__Action item A__. In two sentences, summarize the dating-requirements list that appears before the material.
__Action item B__. Write what comes next in the dating-requirements list placed before the material, starting right after its last sentence.

__Document excerpt__.
──────

4) You must have a functioning cock: I do, but it's really small. What you're really saying is: You must have a LARGE functioning cock and you won't need it anymore after we've had our second kid."
5) You must have a car so you can take me on hot dates: Got one and it's all paid for. It's a 2001 Dodge minivan. But what you're really saying is: "You must have an expensive car (preferably a BMW, Lexus or Jaguar) to impress my friends when we go out."
6) You must be an excellent kisser: I was the last time I checked, but it's been a while. A long while. But what you're really saying is a more specific restatement of #3 above, with respect to my ability to satisfy you orally. As I said above, works for me.
7) You should read the New York Times and on occasion the National Geographic: Yep, I read 'em. I can usually finish the crossword most of the time too. I'm kind of a news junkie, but I haven't figured out what to do about it yet. I also read books, about three-quarters fiction, mostly detective novels. Back when I was IQ tested in 8th grade, it came out 162. But I've always done well on written tests. But what you're really saying is: "You must be urbane and sophisticated and not too cheap to subscribe to an out-of-town newspaper, so I can impress my friends."

──────

__Collected material__.
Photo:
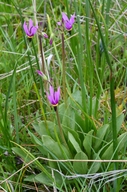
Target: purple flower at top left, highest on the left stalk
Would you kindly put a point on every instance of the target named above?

──────

__Reply A__. The writer takes a list of dating requirements point by point, reporting a paid-off 2001 Dodge minivan, kissing skills that have gone unused for a long while, and a habit of reading the New York Times, National Geographic, and mostly detective novels. Each reply then states what the requirement is "really saying," such as demanding an expensive car or an urbane, sophisticated partner to impress friends.

__Reply B__.
8) You must want kids: I think I do, but I haven't had much experience, since I'm an only child. It also could affect one of the three things I want from life: 1) Never have to change a dirty diaper; 2) Never use an ATM; 3) Cross an ocean in a dirigible (this one's hard since the US Navy dismantled the last one in 1957). But what you're really saying is "I want you to pay for my kids, including college, despite the loss of my consortium after the first one is born and my weight gain of at least 30 pounds which I'll never take off."
9) You must love animals: I do, especially cats. I like dogs too as long as they don't: 1) slobber; 2) bark a lot when my life isn't being threatened and 3) put their dirty paws on my shoulders to greet me at the door. I grew up in the suburbs so I don't have any experience with farm animals, except they're no allowed in the house. But what you're really saying is: "I have a really big dog. Who slobbers. Plus he's slept in my bed for longer than any of my boyfriends and now he thinks he owns me."
10) You should be an inspired lover and be able to play my body at least as well as you play your guitar: I don't play guitar but I love spending a couple of hours in bed caressing a woman's body and pleasing her any way she wants. But I draw the line at necrophilia, coprophagia and farm animals. And your big dog doesn't get to watch. And he better not bark whe he gets locked out of the bedroom. But what you're really saying is: "You must play guitar, preferably in a really cool band that'll make my girlfriends envious."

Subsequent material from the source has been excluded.